EXERCISE DESCRIPTION: Repeat the entries exactly as they appear.

EXTRACTED RECORDS:
»»
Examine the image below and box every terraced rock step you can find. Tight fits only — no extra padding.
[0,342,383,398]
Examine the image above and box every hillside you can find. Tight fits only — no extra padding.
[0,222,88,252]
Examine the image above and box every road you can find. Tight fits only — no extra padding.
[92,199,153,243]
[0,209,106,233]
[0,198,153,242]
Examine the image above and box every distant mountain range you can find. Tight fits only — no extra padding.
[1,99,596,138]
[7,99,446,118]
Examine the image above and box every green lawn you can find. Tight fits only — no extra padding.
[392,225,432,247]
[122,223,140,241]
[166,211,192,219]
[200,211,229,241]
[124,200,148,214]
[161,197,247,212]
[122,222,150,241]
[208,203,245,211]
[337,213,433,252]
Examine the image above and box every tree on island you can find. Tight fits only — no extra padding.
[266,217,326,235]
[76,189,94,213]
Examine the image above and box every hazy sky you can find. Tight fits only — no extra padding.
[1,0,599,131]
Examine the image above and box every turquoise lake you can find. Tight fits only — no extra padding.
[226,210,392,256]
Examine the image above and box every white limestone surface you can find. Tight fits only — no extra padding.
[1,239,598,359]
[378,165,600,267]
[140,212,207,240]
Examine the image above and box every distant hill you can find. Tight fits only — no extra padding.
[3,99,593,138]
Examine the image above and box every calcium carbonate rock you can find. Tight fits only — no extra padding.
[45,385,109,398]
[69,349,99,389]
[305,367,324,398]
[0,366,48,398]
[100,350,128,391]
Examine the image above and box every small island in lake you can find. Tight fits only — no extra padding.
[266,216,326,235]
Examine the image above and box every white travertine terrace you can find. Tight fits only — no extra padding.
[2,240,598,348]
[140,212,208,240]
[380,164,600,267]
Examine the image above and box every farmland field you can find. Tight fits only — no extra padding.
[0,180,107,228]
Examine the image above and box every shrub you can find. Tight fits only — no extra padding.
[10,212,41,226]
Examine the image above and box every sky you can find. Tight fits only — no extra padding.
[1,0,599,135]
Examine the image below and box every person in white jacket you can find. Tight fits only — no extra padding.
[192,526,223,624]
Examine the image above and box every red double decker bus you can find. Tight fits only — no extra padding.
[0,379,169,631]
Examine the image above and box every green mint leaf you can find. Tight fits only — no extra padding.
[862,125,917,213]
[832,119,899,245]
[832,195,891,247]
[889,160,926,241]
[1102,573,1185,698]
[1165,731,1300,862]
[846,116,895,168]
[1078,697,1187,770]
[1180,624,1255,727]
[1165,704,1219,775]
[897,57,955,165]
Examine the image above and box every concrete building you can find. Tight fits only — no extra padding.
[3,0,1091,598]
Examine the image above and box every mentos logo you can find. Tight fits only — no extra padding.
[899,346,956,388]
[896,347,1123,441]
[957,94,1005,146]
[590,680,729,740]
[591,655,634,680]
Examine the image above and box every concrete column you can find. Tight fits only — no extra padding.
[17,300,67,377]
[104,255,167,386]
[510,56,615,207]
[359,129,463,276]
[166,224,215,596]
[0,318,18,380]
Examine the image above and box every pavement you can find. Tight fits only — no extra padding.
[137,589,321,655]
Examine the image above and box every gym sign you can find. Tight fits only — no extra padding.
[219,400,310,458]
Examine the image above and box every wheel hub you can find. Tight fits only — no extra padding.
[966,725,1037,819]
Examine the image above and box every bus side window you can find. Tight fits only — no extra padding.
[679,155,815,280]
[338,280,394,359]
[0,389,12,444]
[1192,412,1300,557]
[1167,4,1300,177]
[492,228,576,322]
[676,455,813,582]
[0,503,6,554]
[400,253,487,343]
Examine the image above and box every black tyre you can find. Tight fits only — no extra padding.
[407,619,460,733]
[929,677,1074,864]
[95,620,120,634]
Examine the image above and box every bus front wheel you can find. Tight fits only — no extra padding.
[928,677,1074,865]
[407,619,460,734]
««
SOLVED PROBLEM:
Examine the image below and box every terraced rock step you can find. Tight fits only — no extra padding.
[0,342,383,398]
Examine the image above and box every hillside you can find. Tight fits only — no extra padding.
[0,222,88,252]
Examine the image above and box every road you can find. Tight fits only — no extra padding.
[92,199,153,243]
[0,209,106,233]
[0,198,153,242]
Examine the image above and box every distant mountain range you can find. Tight fits only — no extra padding.
[1,99,596,138]
[7,99,446,118]
Examine the image above and box every green lawn you can find. Tight fits only — no extra padding.
[392,225,432,247]
[122,223,140,241]
[166,211,192,219]
[200,211,229,241]
[124,200,148,214]
[161,197,247,212]
[122,222,150,241]
[208,203,245,211]
[337,213,433,252]
Examine the image above and box every tree on island you can find. Tight fits only — no extra padding.
[266,217,326,235]
[76,189,94,213]
Examine the image above and box every hazy sky you can find. Tight fits only — no extra padding.
[1,0,599,131]
Examine the image above and box every turquoise lake you can find. Tight fits only — no extra padding.
[226,210,392,256]
Examine the image above and box every white limestone surface you can find. Tight fits only — no extra padding.
[1,239,598,359]
[378,165,600,267]
[140,212,207,240]
Examine the image above and box every distant hill you can find. Tight fits only — no extra padding.
[3,99,593,138]
Examine the image above and box every calcium carbonate rock you can find. Tight fits only — no extra padding.
[45,385,109,398]
[69,349,99,389]
[305,367,324,398]
[0,366,48,398]
[100,350,128,391]
Examine the image above and box every small island in lake you can find. Tight fits only — no extra padding.
[266,216,326,235]
Examine the image above and box every white travertine terrace you can find. Tight fits only — no extra padding.
[2,240,598,348]
[140,212,208,240]
[380,164,600,267]
Examine the image above and box every farmland field you can find. Tight fits only — no extra padding.
[0,180,107,228]
Examine the image above and box every shrub you can find. Tight fits only — no extra padding.
[10,212,41,226]
Examine the image above and box every sky you can find. Tight fits only — no extra padding.
[1,0,599,135]
Examine the image below and box every person in white jacket you can find. Tight fits only — no extra padding.
[192,526,223,624]
Examine the image above and box every red double decker bus you can find. Tight fits only — no extra padding.
[0,379,169,631]
Examine the image above and box every green mint leaf you can find. Tight fits only — no extra padding.
[862,125,917,213]
[832,119,899,245]
[832,195,891,247]
[889,160,926,241]
[1102,573,1185,698]
[1165,731,1300,862]
[846,116,895,168]
[1078,697,1187,770]
[1180,624,1255,727]
[1165,704,1219,775]
[897,57,955,165]
Examine the image above and box every concrete building you can find. Tight fits only — no extra padding.
[3,0,1091,598]
Examine the image above and box every mentos logo you can find. Tight fits only — no extra padding.
[899,346,956,388]
[896,347,1123,441]
[957,94,1005,146]
[590,680,729,740]
[591,655,634,680]
Examine the image above and box every concrete column you can find. Tight fits only — no extra padding.
[17,300,67,377]
[104,255,167,386]
[510,56,615,207]
[359,129,463,276]
[166,224,215,596]
[0,318,18,380]
Examine the image above and box every pavement you can find. Tight fits only — no extra padding.
[137,589,321,655]
Examine the image above and box every gym sign you can find. Tight fits only — no extra padding.
[219,400,310,458]
Examine the image above and box every wheel hub you can find. Tight fits only — no extra padding.
[966,725,1037,819]
Examine the image above and box every bus side window you can find. Tight fits only — no extra padding.
[679,155,815,280]
[338,280,394,359]
[0,389,12,444]
[1192,412,1300,557]
[1167,4,1300,177]
[492,228,576,322]
[676,455,813,582]
[0,503,6,554]
[400,253,487,343]
Examine the image above and box every black tyre you can find. Tight fits only — no extra padding.
[407,619,460,733]
[929,677,1074,864]
[95,620,120,634]
Examine the image above and box every bus front wheel you can find. Tight fits only — no extra padding.
[928,677,1074,865]
[407,619,460,734]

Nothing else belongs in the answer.